**Tarefas propostas**
1. Segundo o trecho sobre medidas atípicas na execução, qual princípio deve ser a medida primária adotada?
2. Edite o trecho sobre medidas atípicas na execução, reproduzindo tudo desde "Dessa forma, o" até "caso a caso.", com "credor" trocado por "exequente".

**Trecho fornecido**
Atualmente, o entendimento adotado pelo STJ é de adequação das medidas atípicas no processo de execução, cujas peculiaridades do caso concreto determinarão sua utilização e alcance, não devendo ser aplicadas indistintamente por conta de sua potencial intensidade na restrição de direitos fundamentais. Logo, o magistrado poderá se valer das ferramentas outorgadas, desde que reconheça as variações fáticas, pondere a individualidade do executado e respeite as limitações constitucionais, levando a medidas atípicas razoáveis para atingir a satisfação da execução.  

Dessa forma, o princípio da responsabilidade patrimonial deve ser a medida primária adotada, onde se resguarda a integridade física do executado, mas atacam-se os bens em favor do credor para cumprir obrigação firmada. Além dessa proteção pessoal conquistada pela evolução das garantias fundamentais, foi estabelecido bens que, mesmo de sua titularidade, serão excluídos de execução por prevalência e superioridade da dignidade da pessoa humana.

Efetivada análise ao princípio em tela, por razão de medidas que afastam a tipicidade patrimonial, conhecidas por atípicas, delegadas ao juízo a quo, porém não deliberadas, entende-se que possuem seu valor ao adequarem meios eficazes na promoção do cumprimento de obrigações, desde que proporcionais caso a caso.

**Registros fornecidos**
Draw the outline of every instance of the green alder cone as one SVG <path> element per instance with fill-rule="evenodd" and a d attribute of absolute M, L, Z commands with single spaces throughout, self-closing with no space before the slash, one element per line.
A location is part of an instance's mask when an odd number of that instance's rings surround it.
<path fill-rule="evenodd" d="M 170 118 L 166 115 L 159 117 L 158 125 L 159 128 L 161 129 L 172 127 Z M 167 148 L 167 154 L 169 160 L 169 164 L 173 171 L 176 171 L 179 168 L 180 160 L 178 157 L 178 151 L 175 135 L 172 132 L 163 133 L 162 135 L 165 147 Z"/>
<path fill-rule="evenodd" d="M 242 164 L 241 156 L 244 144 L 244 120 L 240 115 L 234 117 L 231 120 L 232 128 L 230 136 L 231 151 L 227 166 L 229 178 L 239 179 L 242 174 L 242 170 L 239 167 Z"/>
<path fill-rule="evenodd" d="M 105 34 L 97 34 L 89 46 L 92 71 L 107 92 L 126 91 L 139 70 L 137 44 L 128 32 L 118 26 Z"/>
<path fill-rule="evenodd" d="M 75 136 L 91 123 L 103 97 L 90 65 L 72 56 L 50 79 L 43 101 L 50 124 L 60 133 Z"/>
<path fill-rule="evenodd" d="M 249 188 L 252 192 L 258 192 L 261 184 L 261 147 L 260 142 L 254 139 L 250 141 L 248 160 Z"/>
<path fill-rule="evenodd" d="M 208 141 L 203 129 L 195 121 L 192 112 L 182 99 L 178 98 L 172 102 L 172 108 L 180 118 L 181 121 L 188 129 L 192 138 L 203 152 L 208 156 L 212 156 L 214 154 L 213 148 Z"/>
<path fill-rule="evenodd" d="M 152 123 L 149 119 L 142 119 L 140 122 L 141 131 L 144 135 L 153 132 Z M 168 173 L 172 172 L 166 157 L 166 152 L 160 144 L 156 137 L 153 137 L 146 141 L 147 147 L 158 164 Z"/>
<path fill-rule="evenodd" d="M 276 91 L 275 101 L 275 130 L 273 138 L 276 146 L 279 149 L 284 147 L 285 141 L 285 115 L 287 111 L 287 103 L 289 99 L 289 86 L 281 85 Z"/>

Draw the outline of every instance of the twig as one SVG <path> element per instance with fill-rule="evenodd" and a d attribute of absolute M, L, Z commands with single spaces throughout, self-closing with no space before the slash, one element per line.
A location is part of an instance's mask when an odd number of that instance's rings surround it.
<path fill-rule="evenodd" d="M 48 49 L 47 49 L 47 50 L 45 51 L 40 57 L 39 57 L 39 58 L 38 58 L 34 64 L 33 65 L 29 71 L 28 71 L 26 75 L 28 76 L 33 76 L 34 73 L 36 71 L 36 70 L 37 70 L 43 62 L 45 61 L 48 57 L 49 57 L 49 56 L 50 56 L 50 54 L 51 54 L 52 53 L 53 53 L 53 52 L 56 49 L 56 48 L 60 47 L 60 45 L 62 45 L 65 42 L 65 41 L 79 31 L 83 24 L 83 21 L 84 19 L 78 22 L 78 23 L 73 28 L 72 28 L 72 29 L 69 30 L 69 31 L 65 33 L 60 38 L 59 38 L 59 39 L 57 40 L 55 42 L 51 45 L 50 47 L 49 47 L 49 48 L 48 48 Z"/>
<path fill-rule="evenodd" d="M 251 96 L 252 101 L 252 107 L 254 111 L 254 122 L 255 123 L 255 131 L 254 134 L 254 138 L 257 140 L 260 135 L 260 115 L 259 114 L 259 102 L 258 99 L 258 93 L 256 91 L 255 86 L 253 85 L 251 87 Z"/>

**Respostas das tarefas**
1. O princípio da responsabilidade patrimonial.

2.
Dessa forma, o princípio da responsabilidade patrimonial deve ser a medida primária adotada, onde se resguarda a integridade física do executado, mas atacam-se os bens em favor do exequente para cumprir obrigação firmada. Além dessa proteção pessoal conquistada pela evolução das garantias fundamentais, foi estabelecido bens que, mesmo de sua titularidade, serão excluídos de execução por prevalência e superioridade da dignidade da pessoa humana.

Efetivada análise ao princípio em tela, por razão de medidas que afastam a tipicidade patrimonial, conhecidas por atípicas, delegadas ao juízo a quo, porém não deliberadas, entende-se que possuem seu valor ao adequarem meios eficazes na promoção do cumprimento de obrigações, desde que proporcionais caso a caso.